# Dataset entries
◇ ◇ ◇
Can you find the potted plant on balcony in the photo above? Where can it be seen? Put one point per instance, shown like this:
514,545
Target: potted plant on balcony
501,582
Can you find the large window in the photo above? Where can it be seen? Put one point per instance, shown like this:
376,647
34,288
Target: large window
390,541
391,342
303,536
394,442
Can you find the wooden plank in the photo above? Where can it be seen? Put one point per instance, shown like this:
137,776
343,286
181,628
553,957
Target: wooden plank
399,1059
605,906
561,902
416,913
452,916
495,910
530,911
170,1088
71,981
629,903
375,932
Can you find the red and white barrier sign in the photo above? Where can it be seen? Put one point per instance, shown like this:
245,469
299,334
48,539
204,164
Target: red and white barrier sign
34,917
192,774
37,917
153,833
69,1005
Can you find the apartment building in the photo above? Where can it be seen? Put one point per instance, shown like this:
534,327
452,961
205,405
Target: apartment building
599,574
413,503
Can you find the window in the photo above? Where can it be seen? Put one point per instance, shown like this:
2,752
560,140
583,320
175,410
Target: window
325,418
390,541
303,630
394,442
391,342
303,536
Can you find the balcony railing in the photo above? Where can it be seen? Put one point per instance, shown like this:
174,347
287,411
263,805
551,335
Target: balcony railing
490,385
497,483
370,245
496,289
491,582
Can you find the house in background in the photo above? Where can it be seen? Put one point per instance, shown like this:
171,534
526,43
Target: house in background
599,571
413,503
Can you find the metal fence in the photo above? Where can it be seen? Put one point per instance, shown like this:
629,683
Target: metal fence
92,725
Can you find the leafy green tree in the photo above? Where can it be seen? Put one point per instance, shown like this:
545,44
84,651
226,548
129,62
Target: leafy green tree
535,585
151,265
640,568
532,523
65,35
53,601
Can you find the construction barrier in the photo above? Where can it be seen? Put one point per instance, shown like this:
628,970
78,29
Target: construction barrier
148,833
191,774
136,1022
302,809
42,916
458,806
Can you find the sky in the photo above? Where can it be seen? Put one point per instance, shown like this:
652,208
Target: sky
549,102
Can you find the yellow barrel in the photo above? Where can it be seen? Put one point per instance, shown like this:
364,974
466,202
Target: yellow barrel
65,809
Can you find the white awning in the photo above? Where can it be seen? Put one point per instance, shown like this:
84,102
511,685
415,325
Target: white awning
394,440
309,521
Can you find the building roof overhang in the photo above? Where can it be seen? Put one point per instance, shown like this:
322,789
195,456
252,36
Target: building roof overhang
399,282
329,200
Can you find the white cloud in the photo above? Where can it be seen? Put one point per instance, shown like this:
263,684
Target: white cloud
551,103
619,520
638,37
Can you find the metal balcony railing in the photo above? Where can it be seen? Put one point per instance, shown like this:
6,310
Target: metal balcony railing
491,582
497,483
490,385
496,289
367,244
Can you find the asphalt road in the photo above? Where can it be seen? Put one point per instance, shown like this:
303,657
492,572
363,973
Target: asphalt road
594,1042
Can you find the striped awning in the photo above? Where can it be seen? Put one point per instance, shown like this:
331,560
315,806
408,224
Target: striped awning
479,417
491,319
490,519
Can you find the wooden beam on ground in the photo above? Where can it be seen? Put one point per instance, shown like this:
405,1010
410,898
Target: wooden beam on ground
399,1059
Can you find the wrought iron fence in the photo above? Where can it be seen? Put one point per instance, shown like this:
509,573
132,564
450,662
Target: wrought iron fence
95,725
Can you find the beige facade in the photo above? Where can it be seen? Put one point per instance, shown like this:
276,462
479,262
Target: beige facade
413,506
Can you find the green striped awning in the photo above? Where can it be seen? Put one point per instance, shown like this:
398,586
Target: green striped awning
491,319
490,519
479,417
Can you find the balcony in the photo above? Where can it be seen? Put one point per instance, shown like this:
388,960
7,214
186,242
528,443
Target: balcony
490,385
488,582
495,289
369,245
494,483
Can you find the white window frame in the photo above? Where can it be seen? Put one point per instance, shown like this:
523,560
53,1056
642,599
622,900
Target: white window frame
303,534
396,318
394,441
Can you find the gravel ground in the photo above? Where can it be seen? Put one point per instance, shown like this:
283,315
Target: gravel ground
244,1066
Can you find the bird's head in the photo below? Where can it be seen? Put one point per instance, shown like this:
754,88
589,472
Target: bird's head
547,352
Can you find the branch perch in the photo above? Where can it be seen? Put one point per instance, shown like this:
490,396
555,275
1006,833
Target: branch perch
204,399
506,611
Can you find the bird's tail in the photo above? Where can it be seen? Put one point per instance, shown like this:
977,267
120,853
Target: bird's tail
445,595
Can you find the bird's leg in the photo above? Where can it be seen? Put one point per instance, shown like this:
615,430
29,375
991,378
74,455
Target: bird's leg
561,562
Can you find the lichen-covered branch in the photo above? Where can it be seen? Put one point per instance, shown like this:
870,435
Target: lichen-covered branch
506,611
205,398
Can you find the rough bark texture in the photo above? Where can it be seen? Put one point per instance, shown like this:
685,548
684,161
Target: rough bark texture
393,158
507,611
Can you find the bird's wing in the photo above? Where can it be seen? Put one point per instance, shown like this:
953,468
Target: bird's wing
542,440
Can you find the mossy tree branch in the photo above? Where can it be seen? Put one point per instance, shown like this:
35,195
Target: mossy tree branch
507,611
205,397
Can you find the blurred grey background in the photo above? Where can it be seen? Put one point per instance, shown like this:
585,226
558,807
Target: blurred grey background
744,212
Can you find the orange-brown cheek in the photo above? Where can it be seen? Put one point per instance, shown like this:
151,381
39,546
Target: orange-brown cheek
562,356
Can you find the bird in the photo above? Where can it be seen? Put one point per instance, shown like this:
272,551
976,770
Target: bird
◇ ◇ ◇
# TASK DETAILS
The answer is the full set of records above, repeated exactly.

# REPLY TO THE EXERCISE
Can you find the potted plant on balcony in the photo above? Where can it be seen? Put one point per instance, shown like this:
514,545
Target: potted plant on balcony
501,582
Can you find the large window in the photo above? Where can it be seen? Put one point per instance, shown like this:
376,647
34,288
Target: large window
390,541
391,342
303,536
394,442
Can you find the wooden plank in the photo above? Where can it be seen? Put one point per instance, shown like this:
137,776
343,286
181,628
553,957
Target: wooden plank
399,1059
605,906
561,902
416,913
452,916
495,910
530,911
170,1088
71,981
629,903
375,932
Can you find the red and white barrier sign in the photo above? Where can it be seen? Put one point per instance, shown like this:
245,469
299,334
48,539
204,164
Target: red and white barrier sign
34,917
192,774
37,917
153,833
69,1005
Can you find the apartment building in the photo above? Where can it be seen? Put one point per instance, shown like this:
534,327
452,961
205,405
Target: apartment building
599,574
413,503
Can you find the window in the photo above? Where can it be seen? Put one point per instance, shown like this:
2,752
560,140
583,320
175,410
Target: window
325,418
390,541
303,630
394,442
391,342
303,536
Can you find the balcony railing in the photo above? Where can it be seen? Put one point per instance, shown like this:
174,347
287,411
263,805
551,335
Target: balcony railing
490,385
497,483
370,245
496,289
491,582
Can you find the house in background in the photo above? Where can it be seen? Put one point per instance, shown like this:
171,534
526,43
Target: house in background
599,571
413,503
Can you find the metal fence in the photo above? Where can it be seen? Put one point per instance, shown like this:
629,683
Target: metal fence
92,725
Can you find the leafy green tree in the photo above? Where can it be seen? Put one point per instance, shown like this:
545,44
84,651
226,548
129,62
Target: leafy green tree
535,585
151,265
640,568
532,523
65,35
53,601
Can you find the construction barrier in the photo above? Where can it be seen? Put one point per instance, shown like this:
628,970
78,29
Target: construction barrier
148,833
191,774
136,1022
302,809
42,916
458,806
Can you find the sky in the photo above? Where can it be seen? Put one point per instance, shown like this:
652,208
Target: sky
549,102
Can you find the yellow barrel in the photo above? Where can it be seen? Put one point per instance, shown like this:
364,974
466,202
Target: yellow barrel
65,809
Can you find the white awning in the photo above? Where can it be seen? Put one point per instance, shown like this:
84,102
511,685
415,325
Target: white awning
394,440
309,521
Can you find the building roof overhang in the photo above? Where can it be seen? Put one point per instance, shown like this:
322,789
195,456
252,36
Target: building roof overhang
399,282
329,200
Can you find the white cloud in the photo above? Where can it be seen? Put one point per instance, shown like this:
263,684
Target: white cloud
551,103
619,520
638,37
Can you find the metal balcony railing in the photo above? Where can it be seen? Put one point per instance, shown like this:
6,310
Target: metal balcony railing
491,582
497,483
490,385
496,289
367,244
Can you find the asphalt road in the photo above? Where can it be seen? Put one point per instance, shown like this:
303,657
492,572
363,973
Target: asphalt road
594,1042
Can you find the striped awning in the photo above? Where can it be seen? Put one point per instance, shown like this:
331,560
315,806
408,224
Target: striped awning
479,417
491,319
490,519
Can you find the wooden beam on ground in the photo above? Where can it be seen? Put one point per instance, shown like this:
405,1010
410,898
Target: wooden beam on ground
399,1059
Can you find the wrought iron fence in the photo above? Where can it be seen? Put one point per instance, shown like this:
509,573
132,564
450,662
Target: wrought iron fence
95,725
Can you find the beige facade in the photo above? Where can it be seen? Put one point per instance, shown like this:
276,462
479,262
Target: beige facade
413,506
Can you find the green striped awning in the photo above? Where can it be seen? Put one point per instance, shown like this:
398,586
Target: green striped awning
491,319
490,519
479,417
Can you find the balcony in the photo above? Where can it be seen? Put one point per instance, shown like this:
388,960
7,214
186,242
528,443
Target: balcony
490,385
488,582
495,289
369,245
494,483
Can you find the white window frame in the photo above? Where can it be seen? Put one point per instance, shown like this:
523,560
53,1056
642,599
622,900
Target: white window frame
303,534
396,318
394,441
Can you find the gravel ground in the photo above? Where can it be seen? Put one point per instance, shown like this:
283,315
Target: gravel ground
244,1066
Can you find the bird's head in the photo below? Where can it be seen? Put one point per instance, shown like this:
754,88
589,472
Target: bird's head
547,352
Can you find the branch perch in the photo above? Where can it be seen? Put one point per instance, shown like this:
490,396
555,275
1006,833
Target: branch perch
204,399
506,611
Can you find the bird's tail in the photo above? Where can it be seen? Put one point per instance, shown like this:
977,267
120,853
Target: bird's tail
445,595
Can you find the bird's leg in the photo above? Where can it be seen? Put one point per instance, shown like this:
615,430
29,375
991,378
74,455
Target: bird's leg
561,562
Can you find the lichen-covered branch in the photo above? Where can it be seen? Put one point per instance, shown like this:
870,435
Target: lichen-covered branch
506,611
205,398
Can you find the rough bark texture in the photo above? Where can it be seen? Put one point per instance, shown like this:
685,548
684,161
Target: rough bark texture
393,158
507,611
Can you find the bird's wing in the photo above? Where can it be seen? Put one point per instance, shown like this:
953,468
Target: bird's wing
542,440
Can you find the mossy tree branch in the photo above? Where can it be seen? Put one point per instance, shown like this:
35,195
Target: mossy tree branch
507,611
205,397
Can you find the blurred grey background in the photo above? Where can it be seen? Put one point per instance, shown like this:
585,226
558,807
Target: blurred grey background
744,212
Can you find the orange-brown cheek in the photo above? Where can it be seen? Put one point per instance, shown like this:
151,381
39,546
Target: orange-brown cheek
562,356
Can you find the bird in the photo above? Where can it be seen? Put one point per instance, shown like this:
272,551
976,770
Target: bird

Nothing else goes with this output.